Selected passage.
Moore wasted no time trying to draw contrasts between himself and Cox.
“The choice could not be more clear,” he said, accusing Cox of fomenting divisiveness and promoting “cynical policies of conspiracy theories and fear.”
The fall campaign pits a political novice against a first-term state lawmaker with few legislative accomplishments in a race that Democrats are favored to win. But Democrats, eager to take back Government House after eight years of Hogan, will have to cope with overconfidence and national political headwinds that could boost Republicans.
Moore pledged that Democrats would not take the general election for granted.
“There’s some sense that [Cox] hasn’t been taken seriously in the past,” he said. “I will take my opponent very seriously.”
Although this is first campaign for office, Moore lined up a seasoned campaign team and attracted a steady stream of support from an array of elected officials, including U.S. House Majority Leader Steny Hoyer, both presiding officers of the General Assembly, former Gov. Parris Glendening, Prince George’s County Executive Angela Alsobrooks, Anne Arundel County Executive Steuart Pittman, and Reps. Dutch Ruppersberger and Kweisi Mfume. He also raised more money than other candidates by a substantial margin.

Material supplied.
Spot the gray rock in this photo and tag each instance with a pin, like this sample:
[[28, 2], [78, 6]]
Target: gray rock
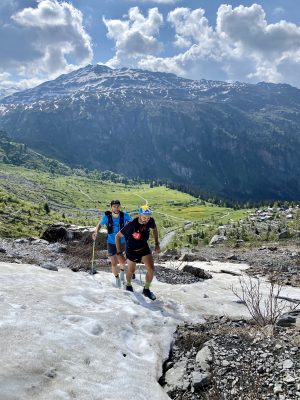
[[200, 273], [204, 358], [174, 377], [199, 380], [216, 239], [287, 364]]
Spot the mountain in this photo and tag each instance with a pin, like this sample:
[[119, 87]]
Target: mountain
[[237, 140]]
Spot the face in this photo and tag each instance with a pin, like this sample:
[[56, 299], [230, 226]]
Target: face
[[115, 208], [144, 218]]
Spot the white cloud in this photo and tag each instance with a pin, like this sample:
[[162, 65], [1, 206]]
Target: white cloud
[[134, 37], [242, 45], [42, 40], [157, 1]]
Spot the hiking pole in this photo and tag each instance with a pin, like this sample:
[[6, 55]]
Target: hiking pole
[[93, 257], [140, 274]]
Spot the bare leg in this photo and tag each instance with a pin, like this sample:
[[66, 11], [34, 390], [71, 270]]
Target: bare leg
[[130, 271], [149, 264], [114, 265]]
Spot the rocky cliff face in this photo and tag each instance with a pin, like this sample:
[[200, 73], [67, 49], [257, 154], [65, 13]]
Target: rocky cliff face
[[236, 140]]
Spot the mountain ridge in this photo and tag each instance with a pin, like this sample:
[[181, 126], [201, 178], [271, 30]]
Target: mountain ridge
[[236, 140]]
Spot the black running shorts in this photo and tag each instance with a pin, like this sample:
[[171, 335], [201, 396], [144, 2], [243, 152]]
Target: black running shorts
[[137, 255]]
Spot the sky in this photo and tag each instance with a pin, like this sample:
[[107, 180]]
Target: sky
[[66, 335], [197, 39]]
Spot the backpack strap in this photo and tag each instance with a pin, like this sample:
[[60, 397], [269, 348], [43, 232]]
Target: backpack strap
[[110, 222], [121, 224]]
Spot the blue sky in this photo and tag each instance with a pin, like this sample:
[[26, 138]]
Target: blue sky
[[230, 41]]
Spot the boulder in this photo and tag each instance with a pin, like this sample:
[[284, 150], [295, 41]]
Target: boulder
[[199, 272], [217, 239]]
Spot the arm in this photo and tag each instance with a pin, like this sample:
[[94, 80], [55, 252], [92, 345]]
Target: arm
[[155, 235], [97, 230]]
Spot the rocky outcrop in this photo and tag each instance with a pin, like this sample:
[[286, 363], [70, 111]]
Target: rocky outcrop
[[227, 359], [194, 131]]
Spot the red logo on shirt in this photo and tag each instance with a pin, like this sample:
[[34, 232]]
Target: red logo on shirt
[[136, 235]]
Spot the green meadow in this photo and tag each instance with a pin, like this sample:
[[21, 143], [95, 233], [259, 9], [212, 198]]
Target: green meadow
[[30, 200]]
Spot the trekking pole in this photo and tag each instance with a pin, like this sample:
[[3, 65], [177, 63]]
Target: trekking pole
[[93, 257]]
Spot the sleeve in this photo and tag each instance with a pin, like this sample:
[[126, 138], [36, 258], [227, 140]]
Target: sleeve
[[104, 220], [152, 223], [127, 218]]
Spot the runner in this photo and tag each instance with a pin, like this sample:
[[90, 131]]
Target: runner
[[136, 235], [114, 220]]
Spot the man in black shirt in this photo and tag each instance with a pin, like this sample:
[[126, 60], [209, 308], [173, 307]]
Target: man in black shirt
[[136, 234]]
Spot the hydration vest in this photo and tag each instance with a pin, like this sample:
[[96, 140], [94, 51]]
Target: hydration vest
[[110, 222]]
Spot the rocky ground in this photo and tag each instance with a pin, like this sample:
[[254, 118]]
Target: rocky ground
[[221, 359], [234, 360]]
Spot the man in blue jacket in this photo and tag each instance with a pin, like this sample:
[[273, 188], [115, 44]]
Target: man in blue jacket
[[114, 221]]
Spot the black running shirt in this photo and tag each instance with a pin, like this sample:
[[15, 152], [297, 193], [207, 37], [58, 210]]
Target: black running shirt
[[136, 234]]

Tasks for this exercise.
1. Please reproduce the passage about Moore and Cox from "Moore wasted no" to "could boost Republicans.".
2. Write the next part of the passage about Moore and Cox, picking up after its final sentence.
The records are separate material, unrelated to the passage about Moore and Cox.

Answers provided.
1.
Moore wasted no time trying to draw contrasts between himself and Cox.
“The choice could not be more clear,” he said, accusing Cox of fomenting divisiveness and promoting “cynical policies of conspiracy theories and fear.”
The fall campaign pits a political novice against a first-term state lawmaker with few legislative accomplishments in a race that Democrats are favored to win. But Democrats, eager to take back Government House after eight years of Hogan, will have to cope with overconfidence and national political headwinds that could boost Republicans.

2.
Two dozen elected officials attended the Moore victory celebration, including Baltimore Mayor Brandon Scott (D), who remained neutral during the gubernatorial primary, and Del. Brooke Lierman (D-Baltimore City), the newly-minted Democratic nominee for state comptroller. Ruppersberger, Alsobrooks and Miller spoke before Moore did.
Moore, 43, was born in Takoma Park and lived in the Washington, D.C., area, but his family’s fortunes took a turn for the worse when his father died of an undiagnosed disease when Moore was 3. His family later moved to the Bronx, and after struggling, Moore eventually went to military school and served in the Army. He got his bachelors degree from Johns Hopkins University, became a Rhodes Scholar, started an education business in Baltimore, and eventually became CEO of the Robin Hood Foundation, a New York-based anti-poverty organization.
On Saturday, Moore reiterated his central campaign theme that he plans to lift up Marylanders of all economic stations. He noted his family’s economic struggles while he was growing up, and said, “I’ve seen the consequences of a society that leaves too many people behind. I don’t need a white paper to explain it. I’ve lived it.”
Moore had been urged to run for office before — both for mayor of Baltimore and for Congress following the death of the late U.S. Rep. Elijah Cummings (D) — but turned down those entreaties. When he announced his candidacy for governor in June of 2021, he said he was moved to become a candidate this time because of the unequal devastation in Maryland wrought by COVID-19.
Moore argued throughout the campaign that even though he was seeking the Democratic nomination against several veteran officeholders, he had the most well-rounded experience and was best-equipped to confront the state’s challenges.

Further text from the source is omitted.